## BEGIN PROVIDED TEXT

# Priest Calls Police On Grieving Black Family..



## Kiowa (Jul 2, 2018)

The Archdiocese of Washington was forced to issued an apology after a raging priest kicked a mourning family our of his church during a funeral and then proceeded to call the cops on them. 

According to Fox5, the altercation happened at Saint Mary’s Catholic Church in Charlotte Hall, Maryland on Tuesday, when Reverend Michael Briese blew up at the family. 

As hundreds of people mourned the death of 54-year-old Agnes Hicks, someone knocked over and damaged the church’s sacred golden chalice when they went in for a hug near the altar. 

“That’s when all hell broke loose. He literally got on the mic and said, ‘There will be no funeral, there will be no mass, everyone get the hell out of my church,’” recalled Shanice Chisely, the daughter of Hicks. “He disrespected our family, he disrespected my mother. He called my mother ‘a thing.’ He said, ‘Get this thing out of my church! Everyone get the hell out of my church!’ It was very sad. I’ve never seen anything like that before.” 

According to the family, when they exited the church with the casket they found police waiting for them outside.


----------



## HappilyLiberal (Jul 2, 2018)

He'll be retiring soon...  those black Catholics in the Washington DC Archdiocese  DO. NOT. PLAY.  That Archbishop doesn't want those problems!


----------



## YvetteWithJoy (Jul 2, 2018)

Was it that the inanimate object -- the sacred chalice -- meant more to him than a human?

(I'm not judging him as in condemning, but I am reflecting to apply to my own christian walk what I notice.)

So, that has me really reflecting because a big argument about the power and realness of Christianity is that it changes your heart/soul. Daily you are transforming more and more to have the heart of Jesus. He's been in the church for awhile. What enabled him to care more for a thing than a grieving human?

Continuing to reflect to learn from this: Do I inadvertently do this in my own walk? In what ways? How is this guarded against?

He called the police on them. Just wowsers!


----------



## Keen (Jul 2, 2018)

HappilyLiberal said:


> He'll be retiring soon...  those black Catholics in the Washington DC Archdiocese  DO. NOT. PLAY.  That Archbishop doesn't want those problems!


Yeah, this will not end well for the priest. The church doesn't do open casket mass for a reason. Our church only allow open cascket in the church hall for viewing. Our people (Haitians) are very dramatic and this could very well happen.


----------



## nysister (Jul 2, 2018)

Horrible! Entitled old ......


----------



## HappilyLiberal (Jul 2, 2018)

Keen said:


> Yeah, this will not end well for the priest. The church doesn't do open casket mass for a reason. Our church only allow open cascket in the church hall for viewing. Our people (Haitians) are very dramatic and this could very well happen.



There is a visitation period before the mass begins where the casket is open.  It sounds like this happened during that period.


----------



## Crackers Phinn (Jul 2, 2018)

Somebody hugged the deceased or another attendee?


----------



## MzRhonda (Jul 2, 2018)

nvm.......  I don't want to offend any black Catholics


----------



## Shula (Jul 2, 2018)

My pressure went up. Disgusting devil of a man. I deleted the rest.


----------



## Kimbosheart (Jul 2, 2018)

## END PROVIDED TEXT
## BEGIN RECORDS PROVIDED

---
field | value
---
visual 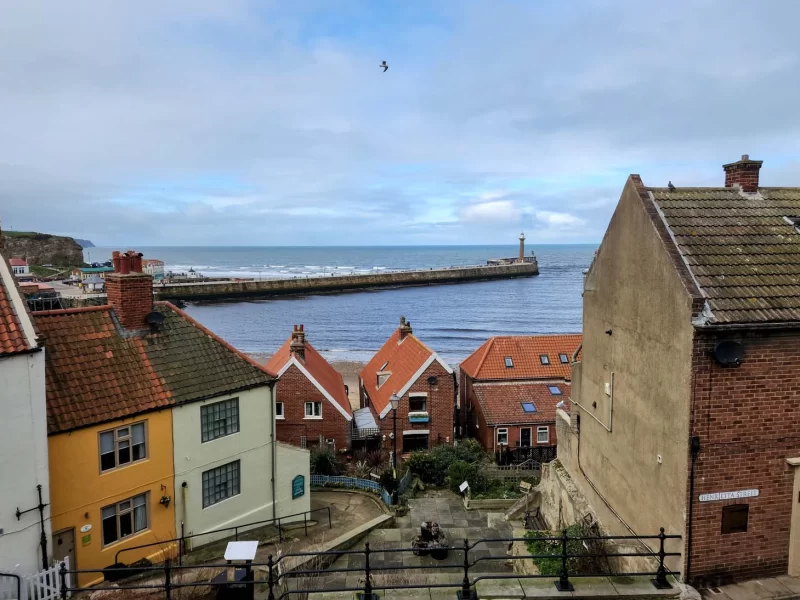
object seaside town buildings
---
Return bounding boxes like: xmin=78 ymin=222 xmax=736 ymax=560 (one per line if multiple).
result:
xmin=558 ymin=155 xmax=800 ymax=585
xmin=265 ymin=325 xmax=353 ymax=451
xmin=29 ymin=253 xmax=310 ymax=585
xmin=0 ymin=245 xmax=53 ymax=575
xmin=459 ymin=334 xmax=581 ymax=454
xmin=356 ymin=317 xmax=456 ymax=453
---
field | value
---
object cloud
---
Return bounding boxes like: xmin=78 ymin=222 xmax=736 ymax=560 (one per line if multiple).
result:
xmin=0 ymin=0 xmax=800 ymax=246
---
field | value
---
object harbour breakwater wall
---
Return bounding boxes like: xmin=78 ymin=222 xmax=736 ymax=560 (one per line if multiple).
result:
xmin=155 ymin=261 xmax=539 ymax=301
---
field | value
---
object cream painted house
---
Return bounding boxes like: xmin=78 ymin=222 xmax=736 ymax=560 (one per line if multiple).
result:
xmin=0 ymin=247 xmax=52 ymax=575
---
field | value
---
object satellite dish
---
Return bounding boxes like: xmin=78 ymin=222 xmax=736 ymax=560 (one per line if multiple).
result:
xmin=714 ymin=340 xmax=744 ymax=367
xmin=144 ymin=311 xmax=164 ymax=330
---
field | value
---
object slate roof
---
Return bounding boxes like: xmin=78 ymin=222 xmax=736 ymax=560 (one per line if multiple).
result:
xmin=33 ymin=302 xmax=273 ymax=434
xmin=460 ymin=333 xmax=581 ymax=381
xmin=0 ymin=256 xmax=34 ymax=355
xmin=648 ymin=184 xmax=800 ymax=325
xmin=264 ymin=336 xmax=353 ymax=416
xmin=472 ymin=382 xmax=571 ymax=425
xmin=360 ymin=328 xmax=435 ymax=415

## END RECORDS PROVIDED

▸ THE TASK
According to the forum thread above the items, at which church did the altercation between the priest and the grieving family take place?

▸ TASK OUTPUT
Saint Mary's Catholic Church in Charlotte Hall, Maryland.